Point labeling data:
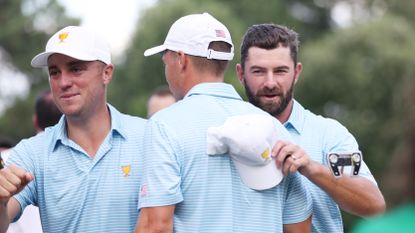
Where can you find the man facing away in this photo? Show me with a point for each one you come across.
(159, 99)
(269, 71)
(83, 172)
(184, 189)
(46, 114)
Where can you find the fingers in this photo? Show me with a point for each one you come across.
(289, 157)
(12, 180)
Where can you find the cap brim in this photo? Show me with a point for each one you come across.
(259, 177)
(41, 60)
(154, 50)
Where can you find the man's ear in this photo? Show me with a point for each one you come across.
(298, 69)
(183, 60)
(240, 73)
(108, 71)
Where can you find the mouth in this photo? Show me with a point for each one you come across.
(68, 96)
(269, 97)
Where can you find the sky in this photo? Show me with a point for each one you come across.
(114, 19)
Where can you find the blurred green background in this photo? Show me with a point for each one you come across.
(357, 70)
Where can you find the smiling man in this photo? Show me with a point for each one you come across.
(269, 71)
(75, 171)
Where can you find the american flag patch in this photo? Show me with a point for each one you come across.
(143, 190)
(220, 33)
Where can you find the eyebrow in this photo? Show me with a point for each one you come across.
(71, 63)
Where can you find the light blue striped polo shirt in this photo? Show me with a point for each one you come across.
(207, 190)
(318, 136)
(77, 193)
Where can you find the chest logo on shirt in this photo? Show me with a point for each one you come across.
(126, 169)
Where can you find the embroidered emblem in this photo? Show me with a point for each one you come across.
(63, 36)
(220, 33)
(126, 170)
(265, 154)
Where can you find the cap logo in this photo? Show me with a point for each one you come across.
(265, 154)
(220, 33)
(63, 36)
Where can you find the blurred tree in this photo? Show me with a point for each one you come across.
(26, 26)
(356, 75)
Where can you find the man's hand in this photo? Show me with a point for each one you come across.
(290, 157)
(12, 180)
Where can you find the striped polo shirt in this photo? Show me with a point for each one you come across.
(207, 191)
(318, 136)
(77, 193)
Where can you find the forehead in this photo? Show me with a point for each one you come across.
(57, 59)
(269, 57)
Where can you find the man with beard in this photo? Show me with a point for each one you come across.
(182, 183)
(269, 71)
(82, 173)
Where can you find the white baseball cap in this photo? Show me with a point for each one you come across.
(77, 42)
(249, 140)
(192, 34)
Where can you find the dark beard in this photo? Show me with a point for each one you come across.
(273, 108)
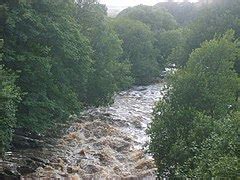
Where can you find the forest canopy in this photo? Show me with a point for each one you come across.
(59, 57)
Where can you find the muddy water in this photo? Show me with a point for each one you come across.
(102, 143)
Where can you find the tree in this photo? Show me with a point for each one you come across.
(200, 96)
(109, 75)
(138, 49)
(9, 98)
(167, 43)
(44, 45)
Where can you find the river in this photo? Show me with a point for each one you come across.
(102, 143)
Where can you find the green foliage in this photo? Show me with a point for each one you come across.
(138, 49)
(190, 130)
(45, 46)
(109, 74)
(9, 97)
(169, 43)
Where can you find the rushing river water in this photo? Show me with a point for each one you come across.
(103, 143)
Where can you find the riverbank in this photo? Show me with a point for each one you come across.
(103, 143)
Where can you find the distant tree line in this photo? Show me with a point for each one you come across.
(195, 129)
(57, 57)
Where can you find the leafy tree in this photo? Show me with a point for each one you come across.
(9, 97)
(168, 43)
(109, 74)
(215, 19)
(43, 43)
(138, 49)
(187, 124)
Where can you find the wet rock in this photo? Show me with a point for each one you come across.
(20, 142)
(131, 178)
(137, 155)
(91, 169)
(24, 170)
(75, 177)
(137, 124)
(145, 164)
(40, 160)
(73, 169)
(119, 145)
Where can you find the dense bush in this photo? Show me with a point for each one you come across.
(194, 119)
(138, 49)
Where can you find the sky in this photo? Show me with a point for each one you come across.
(126, 3)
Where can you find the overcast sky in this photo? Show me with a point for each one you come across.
(110, 3)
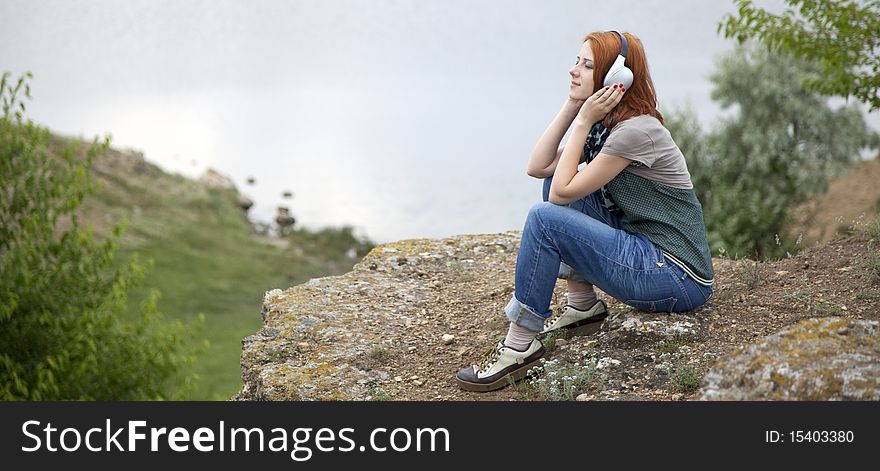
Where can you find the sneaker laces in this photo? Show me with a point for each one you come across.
(491, 357)
(550, 320)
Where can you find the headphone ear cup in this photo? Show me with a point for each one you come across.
(621, 75)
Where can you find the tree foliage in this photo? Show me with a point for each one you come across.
(65, 331)
(842, 37)
(779, 147)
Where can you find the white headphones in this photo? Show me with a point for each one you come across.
(619, 72)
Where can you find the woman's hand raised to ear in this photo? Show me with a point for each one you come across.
(599, 105)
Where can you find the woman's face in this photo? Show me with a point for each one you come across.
(582, 74)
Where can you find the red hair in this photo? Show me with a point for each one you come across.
(641, 97)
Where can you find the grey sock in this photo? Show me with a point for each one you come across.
(519, 338)
(581, 300)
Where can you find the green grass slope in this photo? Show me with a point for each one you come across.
(206, 257)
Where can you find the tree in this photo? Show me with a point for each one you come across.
(779, 148)
(843, 37)
(65, 332)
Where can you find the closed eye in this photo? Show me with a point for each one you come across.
(587, 63)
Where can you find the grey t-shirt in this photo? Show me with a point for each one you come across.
(649, 145)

WHAT THE TASK REQUIRES:
Write out the lines again, requests included, beginning at the line that has "Where can you find the woman's face" and stopping after the last line. Rescale every coordinate in the answers by multiplying it by 1.55 and rounding to a whole number, with halves rounded up.

COMPLETE OUTPUT:
Where can you find the woman's face in this photo? Show me with a point for each one you come across.
(902, 115)
Where can you find the red hair in this photo? Show me with a point for each one you come across.
(994, 150)
Where can you find the grey sock in this photo? Show me with a point for each one you come across.
(804, 524)
(901, 465)
Where can you find the green grass slope in this photo? Show me with a point for each one you come across.
(319, 398)
Where can you find the tree in this photo? Show me with a point for each one you come across.
(1207, 229)
(1307, 57)
(101, 515)
Where can you find the closed eye in this photo? Show me with a point for each one you come across.
(910, 98)
Where can you find the grey t-shirt in this photo? Show me with a point for each one you come across.
(1006, 225)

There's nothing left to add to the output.